*WHAT TO WORK ON:* Please write out the mailing-list post about boot problems, starting at "Jerry McAllister jerrymc" and ending at "drive geometric warnings.", with "FreeBSD 5" changed to "FreeBSD 6".

━━━━━ PASSAGE GIVEN

Boot problems afther reinstall windows

Jerry McAllister jerrymc at clunix.cl.msu.edu
Tue Mar 15 16:06:05 PST 2005


> > > timeout=10
> > > default=c:\freebsd.bin
> > > [operating systems]
> > > multi(0)disk(0)rdisk(0)partition(2)\WINDOWS="Microsoft Windows XP
> > > Professional" /fastdetect /NoExecute=OptIn
> > > c:\freebsd.bin="FreeBSD 5"
> > > 
> > > This works for me. I still wonder why the stuff below didn't work. In
> > > the past I would do this with /stand/sysinstall. But I don't dare to do
> > > this with FreeBSD 5 because of drive geometric warnings.
> > > 
> > 
> > Remember there are two boot blocks, so to speak.
> > There is the MBR that lets you choose which slice to boot.  There is 
> > only one of those per disk and it lives in "sector 0" of the disk.
> > The MBR generally has a standard calling sequence (that the Bios calls)
> > and sets things up to a fairly standard condition and looks for
> > standard appearing boot sectors in slices and makes a standard
> > call to the selected slice's boot sector.   Almost any MBR that
> > knows how to recognize a standard boot sector in a slice and lets
> > you choose between them if there are more than one can be used
> > interchangeably.

━━━━━━━━━━
━━━━━ EXCERPTED RECORDS

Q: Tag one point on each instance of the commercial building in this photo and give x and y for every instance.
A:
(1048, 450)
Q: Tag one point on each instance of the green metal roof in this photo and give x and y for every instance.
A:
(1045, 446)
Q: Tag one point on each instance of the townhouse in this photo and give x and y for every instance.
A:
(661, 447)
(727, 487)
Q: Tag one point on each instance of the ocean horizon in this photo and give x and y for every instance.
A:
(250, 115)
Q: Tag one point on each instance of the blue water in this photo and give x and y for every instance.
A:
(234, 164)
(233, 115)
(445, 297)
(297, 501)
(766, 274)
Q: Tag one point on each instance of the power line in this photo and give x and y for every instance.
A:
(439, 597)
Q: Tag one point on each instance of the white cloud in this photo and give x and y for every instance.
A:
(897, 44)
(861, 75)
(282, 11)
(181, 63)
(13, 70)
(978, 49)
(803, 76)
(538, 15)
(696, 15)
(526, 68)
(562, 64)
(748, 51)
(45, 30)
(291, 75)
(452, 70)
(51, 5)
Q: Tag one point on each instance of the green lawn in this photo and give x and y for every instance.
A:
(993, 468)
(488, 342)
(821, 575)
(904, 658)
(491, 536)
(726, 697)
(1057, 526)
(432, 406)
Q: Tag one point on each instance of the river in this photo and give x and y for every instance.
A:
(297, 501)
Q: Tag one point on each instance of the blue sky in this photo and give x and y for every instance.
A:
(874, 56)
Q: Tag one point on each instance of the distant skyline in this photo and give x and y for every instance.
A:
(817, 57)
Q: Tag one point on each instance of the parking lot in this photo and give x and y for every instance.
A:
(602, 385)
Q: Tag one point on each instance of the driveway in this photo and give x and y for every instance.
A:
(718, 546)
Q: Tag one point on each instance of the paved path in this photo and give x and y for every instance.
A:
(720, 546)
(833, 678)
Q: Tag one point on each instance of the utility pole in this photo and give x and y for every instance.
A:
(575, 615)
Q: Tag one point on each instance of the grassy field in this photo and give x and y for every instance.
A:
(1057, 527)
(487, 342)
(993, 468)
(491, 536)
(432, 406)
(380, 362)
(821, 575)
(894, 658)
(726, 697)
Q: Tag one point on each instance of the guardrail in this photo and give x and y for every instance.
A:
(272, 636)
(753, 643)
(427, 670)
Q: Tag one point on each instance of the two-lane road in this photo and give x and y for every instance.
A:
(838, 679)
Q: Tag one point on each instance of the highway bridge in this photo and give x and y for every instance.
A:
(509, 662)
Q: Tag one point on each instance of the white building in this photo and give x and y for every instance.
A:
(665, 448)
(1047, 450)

━━━━━━━━━━
━━━━━ EXCERPTED RECORDS

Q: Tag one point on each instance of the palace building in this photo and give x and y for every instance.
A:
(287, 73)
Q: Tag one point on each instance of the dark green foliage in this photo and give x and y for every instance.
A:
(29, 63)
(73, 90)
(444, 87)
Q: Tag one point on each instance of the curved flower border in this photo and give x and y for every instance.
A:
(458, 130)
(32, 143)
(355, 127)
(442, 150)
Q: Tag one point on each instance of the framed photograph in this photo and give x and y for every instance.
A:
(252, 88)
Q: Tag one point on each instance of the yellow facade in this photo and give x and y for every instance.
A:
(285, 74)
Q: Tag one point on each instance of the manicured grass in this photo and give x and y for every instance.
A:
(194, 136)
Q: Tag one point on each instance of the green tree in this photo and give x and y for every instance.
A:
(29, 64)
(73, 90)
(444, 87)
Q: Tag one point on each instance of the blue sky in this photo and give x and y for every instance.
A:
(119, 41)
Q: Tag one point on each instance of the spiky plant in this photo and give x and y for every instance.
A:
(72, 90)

━━━━━━━━━━

*RESPONSE TO THE TASK:*
Jerry McAllister jerrymc at clunix.cl.msu.edu
Tue Mar 15 16:06:05 PST 2005


> > > timeout=10
> > > default=c:\freebsd.bin
> > > [operating systems]
> > > multi(0)disk(0)rdisk(0)partition(2)\WINDOWS="Microsoft Windows XP
> > > Professional" /fastdetect /NoExecute=OptIn
> > > c:\freebsd.bin="FreeBSD 6"
> > > 
> > > This works for me. I still wonder why the stuff below didn't work. In
> > > the past I would do this with /stand/sysinstall. But I don't dare to do
> > > this with FreeBSD 6 because of drive geometric warnings.